• PROBLEM DETAILS
When you reach the line containing "the lab coat?" in the data below, begin returning lines exactly as written, and stop once the line containing "on the man's" has been returned.

• INFORMATION SHOWN
━━━━━━━━━━━━━━━━━━━━━━━━━━━━━━

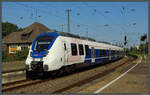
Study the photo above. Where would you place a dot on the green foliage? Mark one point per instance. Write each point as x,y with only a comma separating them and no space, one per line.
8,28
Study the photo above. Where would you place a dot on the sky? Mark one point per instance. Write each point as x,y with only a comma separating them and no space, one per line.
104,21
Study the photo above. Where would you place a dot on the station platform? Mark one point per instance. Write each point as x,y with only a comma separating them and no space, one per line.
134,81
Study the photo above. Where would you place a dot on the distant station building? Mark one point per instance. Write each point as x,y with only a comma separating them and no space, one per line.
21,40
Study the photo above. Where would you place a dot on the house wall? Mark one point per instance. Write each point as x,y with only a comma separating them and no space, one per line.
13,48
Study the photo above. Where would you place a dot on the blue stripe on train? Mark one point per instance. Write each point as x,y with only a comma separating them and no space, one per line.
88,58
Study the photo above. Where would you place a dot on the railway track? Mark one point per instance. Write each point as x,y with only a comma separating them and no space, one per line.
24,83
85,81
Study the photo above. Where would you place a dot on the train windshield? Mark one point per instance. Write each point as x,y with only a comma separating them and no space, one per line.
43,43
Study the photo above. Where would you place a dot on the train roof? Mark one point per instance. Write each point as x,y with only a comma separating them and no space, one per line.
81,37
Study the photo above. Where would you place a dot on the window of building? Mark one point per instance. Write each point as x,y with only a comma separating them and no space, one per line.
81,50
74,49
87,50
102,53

━━━━━━━━━━━━━━━━━━━━━━━━━━━━━━

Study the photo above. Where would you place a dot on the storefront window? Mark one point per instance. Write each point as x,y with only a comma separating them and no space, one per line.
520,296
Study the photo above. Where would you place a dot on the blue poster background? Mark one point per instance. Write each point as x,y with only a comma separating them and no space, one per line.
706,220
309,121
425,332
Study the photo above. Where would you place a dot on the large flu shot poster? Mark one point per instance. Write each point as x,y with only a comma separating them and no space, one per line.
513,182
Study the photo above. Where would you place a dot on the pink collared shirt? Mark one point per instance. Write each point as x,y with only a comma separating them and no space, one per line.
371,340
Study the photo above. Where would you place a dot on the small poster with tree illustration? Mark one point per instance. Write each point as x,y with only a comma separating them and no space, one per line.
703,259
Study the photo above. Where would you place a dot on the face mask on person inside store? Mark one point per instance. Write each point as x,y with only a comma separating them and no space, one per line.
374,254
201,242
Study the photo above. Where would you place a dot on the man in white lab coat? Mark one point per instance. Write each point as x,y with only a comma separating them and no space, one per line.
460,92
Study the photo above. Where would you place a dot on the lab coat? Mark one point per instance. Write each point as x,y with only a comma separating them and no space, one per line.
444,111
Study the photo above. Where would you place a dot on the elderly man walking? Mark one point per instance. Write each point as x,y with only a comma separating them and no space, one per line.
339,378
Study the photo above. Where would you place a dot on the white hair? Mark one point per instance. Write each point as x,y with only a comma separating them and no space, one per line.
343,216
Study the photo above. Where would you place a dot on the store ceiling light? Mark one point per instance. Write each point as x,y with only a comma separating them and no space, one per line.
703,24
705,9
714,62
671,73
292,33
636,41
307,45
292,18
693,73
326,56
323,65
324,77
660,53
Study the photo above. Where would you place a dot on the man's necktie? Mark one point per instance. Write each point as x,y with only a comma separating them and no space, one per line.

━━━━━━━━━━━━━━━━━━━━━━━━━━━━━━

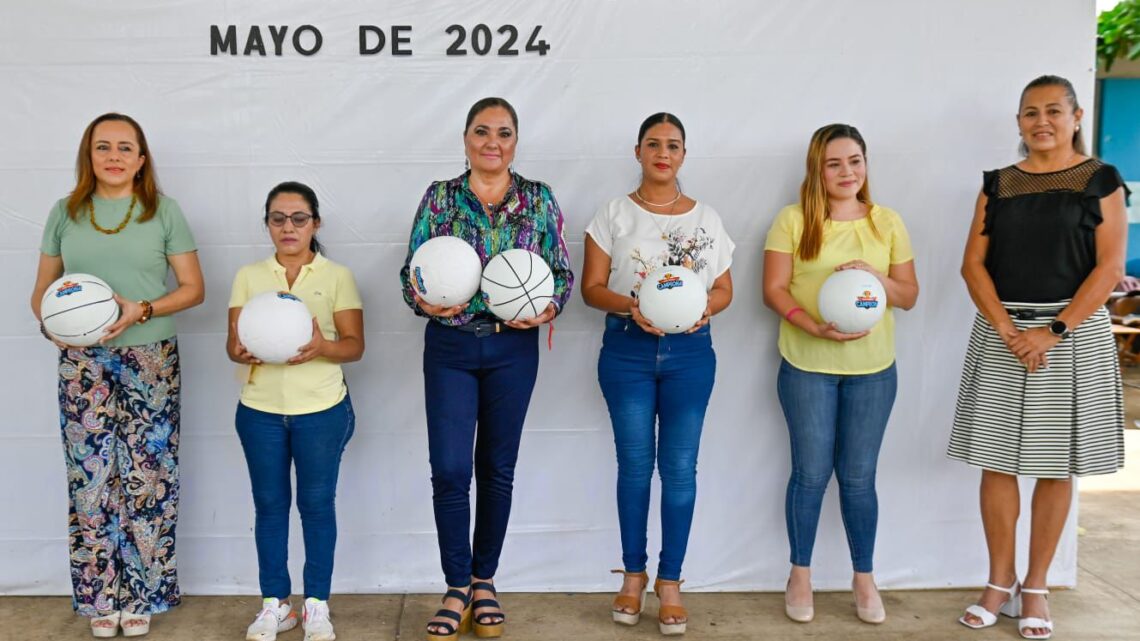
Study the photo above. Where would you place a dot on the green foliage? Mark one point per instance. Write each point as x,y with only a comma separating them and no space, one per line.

━━━━━━━━━━━━━━━━━━━━━━━━━━━━━━

• OUTPUT BELOW
Study the photo above. Where would you place a dot on the lab coat? Mark one point per instance. Write each point as x,y with only a comma separating them and no space, one per line.
444,111
Study the photo above. Where would you place a dot on the elderly man walking? Mark one point per instance. Write each point as x,y with only a comma separating them and no space, one per line.
339,378
Study the photo above. Where would you place a dot on the white hair? Mark one point per instance. Write each point as x,y with only a comma separating them and no space, one per line.
343,216
Study the photo above. Where would you place a dot on the store ceiling light? Mark one point per instance. Write each point as x,y with only a comma separating them and no space, one per line.
703,24
705,9
714,62
671,73
292,33
636,41
307,45
292,18
693,73
326,56
323,65
324,77
660,53
Study the photo above. Where would you place a dot on the man's necktie? Mark one point per instance. Write each point as x,y with only a comma separating them and no space, one per line.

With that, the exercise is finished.